Extracted records
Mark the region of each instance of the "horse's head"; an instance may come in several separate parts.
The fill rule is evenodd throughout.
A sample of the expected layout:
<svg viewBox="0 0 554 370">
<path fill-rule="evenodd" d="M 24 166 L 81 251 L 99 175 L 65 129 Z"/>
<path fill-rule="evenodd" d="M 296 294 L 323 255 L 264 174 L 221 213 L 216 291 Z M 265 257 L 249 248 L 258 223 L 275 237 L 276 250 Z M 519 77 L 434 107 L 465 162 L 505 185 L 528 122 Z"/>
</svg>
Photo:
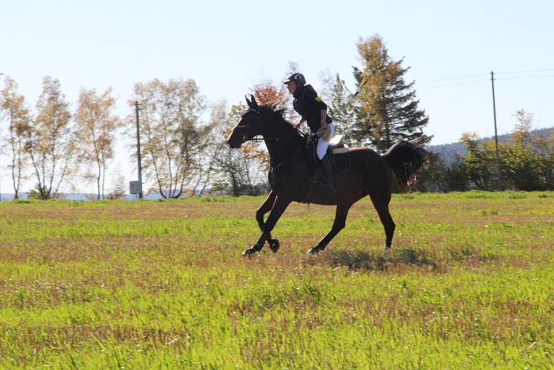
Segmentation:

#### Given exercise:
Can you copy every line of the records above word for word, leaving out the pictures?

#### Reply to the exercise:
Mark the region of each instance of the "horse's head"; an instance may come in several separate parts.
The fill rule is evenodd throughout.
A sample of the expected layout:
<svg viewBox="0 0 554 370">
<path fill-rule="evenodd" d="M 24 166 L 81 251 L 99 175 L 65 129 Z"/>
<path fill-rule="evenodd" d="M 296 294 L 323 255 L 264 174 L 221 213 L 216 291 Z M 265 257 L 249 248 L 258 223 L 275 237 L 276 250 Z M 519 77 L 434 107 L 465 162 L 505 185 L 528 122 Z"/>
</svg>
Photo:
Segmentation:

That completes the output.